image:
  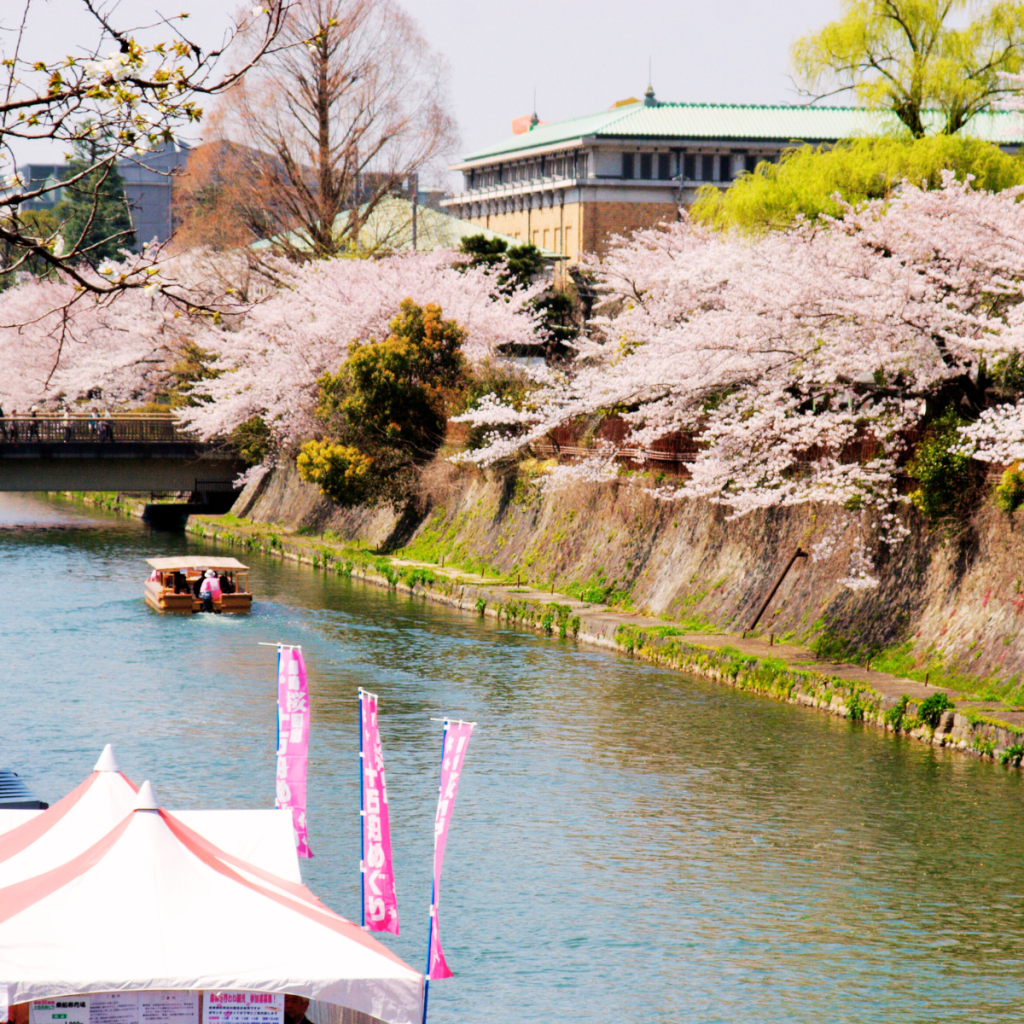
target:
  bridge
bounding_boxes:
[0,415,245,494]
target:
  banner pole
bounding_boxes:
[423,718,449,1024]
[359,686,367,928]
[273,644,281,765]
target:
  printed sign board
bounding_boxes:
[139,992,199,1024]
[29,995,89,1024]
[203,992,285,1024]
[29,991,199,1024]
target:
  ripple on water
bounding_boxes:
[0,496,1024,1024]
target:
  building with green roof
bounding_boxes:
[442,86,1024,262]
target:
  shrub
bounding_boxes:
[918,693,956,729]
[297,299,466,506]
[295,440,374,505]
[230,416,271,466]
[907,409,971,520]
[999,743,1024,768]
[994,462,1024,516]
[885,693,910,732]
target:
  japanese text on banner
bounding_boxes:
[361,691,398,935]
[276,647,312,857]
[427,722,474,980]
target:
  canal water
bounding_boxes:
[0,496,1024,1024]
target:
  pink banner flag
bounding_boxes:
[359,688,398,935]
[427,722,476,981]
[278,646,313,857]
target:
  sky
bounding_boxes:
[0,0,840,176]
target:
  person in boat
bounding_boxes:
[285,993,310,1024]
[199,569,221,611]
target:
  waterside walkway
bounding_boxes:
[188,516,1024,765]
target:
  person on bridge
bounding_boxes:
[199,569,221,611]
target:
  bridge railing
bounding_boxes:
[0,416,196,444]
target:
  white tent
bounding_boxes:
[0,743,302,888]
[0,783,423,1024]
[0,743,138,887]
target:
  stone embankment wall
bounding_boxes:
[233,462,1024,697]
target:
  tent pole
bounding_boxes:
[423,719,449,1024]
[359,686,367,928]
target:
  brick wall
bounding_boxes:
[460,203,580,261]
[583,203,678,253]
[460,203,678,263]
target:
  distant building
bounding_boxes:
[441,87,1024,262]
[18,142,188,249]
[252,191,557,260]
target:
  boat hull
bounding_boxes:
[145,581,253,615]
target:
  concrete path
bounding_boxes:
[391,558,1024,726]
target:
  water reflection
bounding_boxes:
[0,498,1024,1024]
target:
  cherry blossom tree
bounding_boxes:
[461,174,1024,586]
[175,252,544,451]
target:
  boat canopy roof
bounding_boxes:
[146,555,249,570]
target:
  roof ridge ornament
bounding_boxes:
[132,779,160,811]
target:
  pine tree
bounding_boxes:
[56,141,135,266]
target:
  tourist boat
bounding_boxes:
[145,555,253,615]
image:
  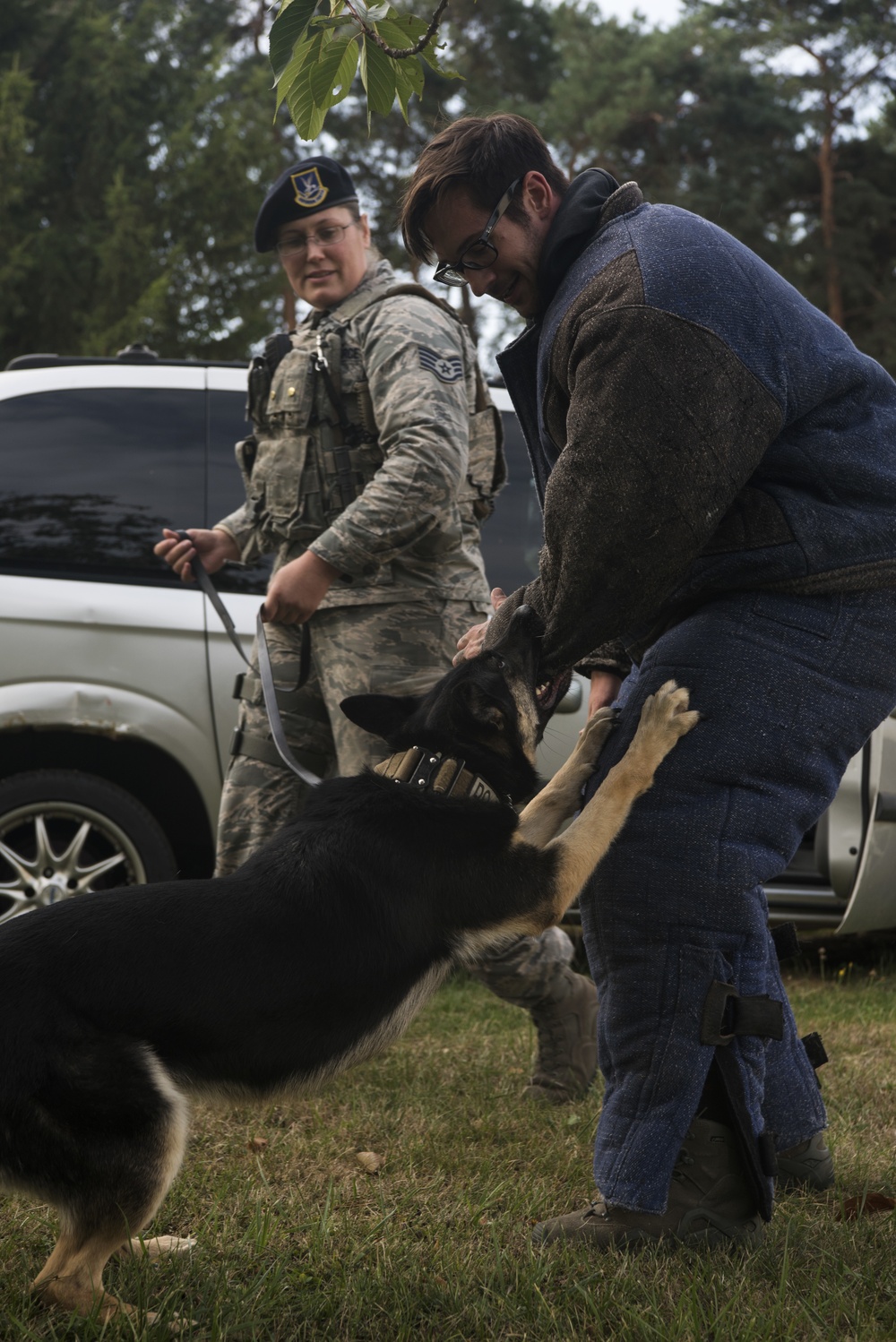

## Instruction
Can you write out all of the entries again, swapping each "boat" for "vessel", changing nothing else and omitting the pictures?

## Worked answer
image:
target:
  bridge
bounding_boxes:
[0,415,245,494]
target:
  banner pole
bounding_boxes:
[423,718,449,1024]
[359,686,367,928]
[273,644,281,765]
target:
  printed sign board
bounding_boxes:
[139,992,199,1024]
[29,995,89,1024]
[203,992,285,1024]
[29,991,199,1024]
target:
  ripple on water
bounding_boxes:
[0,496,1024,1024]
target:
  building with green roof
bounding_boxes:
[442,86,1024,262]
target:
  shrub
bounding_boxes:
[918,693,956,729]
[297,299,466,506]
[295,440,374,505]
[230,416,271,466]
[907,409,971,520]
[999,743,1024,768]
[994,462,1024,516]
[885,693,910,732]
target:
  japanese text on banner
bounding_boxes:
[361,691,398,935]
[276,647,312,857]
[427,722,474,980]
target:
  canal water
bounding_boxes:
[0,496,1024,1024]
target:
  pink banner flag
bounding_boxes:
[359,688,398,935]
[427,722,476,981]
[278,646,313,857]
target:
  sky
bounding_boxes:
[0,0,840,176]
target:
  person in vessel
bounding_boxes:
[285,993,310,1024]
[199,569,221,611]
target:
  waterside walkway
bounding_boxes:
[188,516,1024,765]
target:
  person on bridge
bounding_boxes:
[199,569,221,611]
target:
  bridge railing
bounding_boxes:
[0,416,196,444]
target:
  white tent
bounding_boxes:
[0,743,302,888]
[0,783,423,1024]
[0,743,138,887]
target:
  stone embankment wall
bounding_boxes:
[233,462,1024,697]
target:
  tent pole
bounding_boxes:
[423,719,449,1024]
[359,686,367,928]
target:
  brick wall
bounding_boxes:
[460,203,580,261]
[583,203,678,253]
[460,203,678,263]
target:
  distant building
bounding_boxes:
[441,87,1024,262]
[18,142,188,249]
[252,191,557,260]
target:
  vessel hull
bounding_boxes:
[145,581,253,615]
target:
  concrete path
bounding_boxes:
[391,558,1024,726]
target:
  water reflection
bounding_boxes:
[0,498,1024,1024]
target:
  cherry blossom tree
bounding_boxes:
[461,174,1024,586]
[175,252,544,451]
target:
  vessel canopy roof
bounding_boxes:
[146,555,249,570]
target:
  roof ridge ornament
bounding_boxes:
[132,779,160,811]
target:
  pine tree
bounding_boxes:
[56,141,135,266]
target:
  tourist vessel
bounding_boxes:
[145,555,253,615]
image:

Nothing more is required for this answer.